# My new portfolio



## dalkarls (Jul 11, 2013)

Hi guys! I was looking for a good photography site and I stumbeld across this one so I'm introducing myself by showing you guys my portfolio Portfolio of Christoffer Dalkarls

I'm a photographer from Sweden who recently graduated from Gamleby Photography in Sweden, I mainly favor surreal images and tend to do mostly conceptual photograpy myself, but I also like fashion and more traditional commercial from time to time. Let me know what you think 

Regards, Christoffer


----------



## Tony S (Jul 11, 2013)

Post up some of your pictures here as a lot of folks won't go off the Forum to view websites of someone who has not participated here yet.


----------



## urahara (Jul 12, 2013)

Since you didn't provide us with a specific photo to discuss I'll take my pick on the one that got my eye.
In the photo of the man "dressed" with the numerous babies (a concept and execution that I like very much) light direction puzzles me. Your model seems to be light from top left, but several babies have the shadow on the left and I don't see any babies cast a shadow to a nearby baby. Well, I'm not saying that this is not a great photo, but after taking a few moments enjoying the photo itself my eyes started to wonder around these small details.

Your overall work seems inspired and very good.

Welcome


----------



## ktan7 (Jul 12, 2013)

Checked out your website. Not too bad. But future, post your photographs here. Thanks!


----------



## jessica_t (Jul 28, 2013)

wow I think your work is awesome! unlike anything I have seen on this forum so far!


----------



## cgipson1 (Jul 28, 2013)

A lot of it is more Graphic Art than photography.... you are good at photoshop (or whatever software you use... no doubt!)


----------

[Examples of point labeling]
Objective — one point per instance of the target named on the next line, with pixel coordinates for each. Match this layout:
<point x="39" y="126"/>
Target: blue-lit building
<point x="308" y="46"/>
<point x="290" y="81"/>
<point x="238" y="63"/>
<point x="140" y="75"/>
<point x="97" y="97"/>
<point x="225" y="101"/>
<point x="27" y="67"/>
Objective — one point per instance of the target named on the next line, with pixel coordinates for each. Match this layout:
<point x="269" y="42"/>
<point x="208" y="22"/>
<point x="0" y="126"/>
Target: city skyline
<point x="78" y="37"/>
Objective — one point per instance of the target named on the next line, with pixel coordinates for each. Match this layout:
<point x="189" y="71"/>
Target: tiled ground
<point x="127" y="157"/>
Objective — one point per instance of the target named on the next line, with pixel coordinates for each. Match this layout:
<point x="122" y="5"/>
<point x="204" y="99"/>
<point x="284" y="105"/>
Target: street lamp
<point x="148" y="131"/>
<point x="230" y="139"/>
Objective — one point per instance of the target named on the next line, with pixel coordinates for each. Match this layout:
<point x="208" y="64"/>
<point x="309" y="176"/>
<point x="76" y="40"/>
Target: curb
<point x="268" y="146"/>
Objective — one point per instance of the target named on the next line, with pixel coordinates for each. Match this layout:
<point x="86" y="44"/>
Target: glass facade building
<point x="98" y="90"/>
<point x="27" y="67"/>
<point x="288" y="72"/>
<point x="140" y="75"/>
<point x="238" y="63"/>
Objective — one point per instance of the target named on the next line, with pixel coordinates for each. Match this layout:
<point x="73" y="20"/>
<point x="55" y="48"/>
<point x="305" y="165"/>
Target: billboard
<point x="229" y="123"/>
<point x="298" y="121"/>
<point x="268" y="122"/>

* Challenges
1 > In the portfolio thread, what school did Christoffer recently graduate from?
2 > From the portfolio thread, extract the text from "In the photo" to "these small details.".
The material plays no part in this work.

* Answers
1 > Gamleby Photography in Sweden.

2 >
In the photo of the man "dressed" with the numerous babies (a concept and execution that I like very much) light direction puzzles me. Your model seems to be light from top left, but several babies have the shadow on the left and I don't see any babies cast a shadow to a nearby baby. Well, I'm not saying that this is not a great photo, but after taking a few moments enjoying the photo itself my eyes started to wonder around these small details.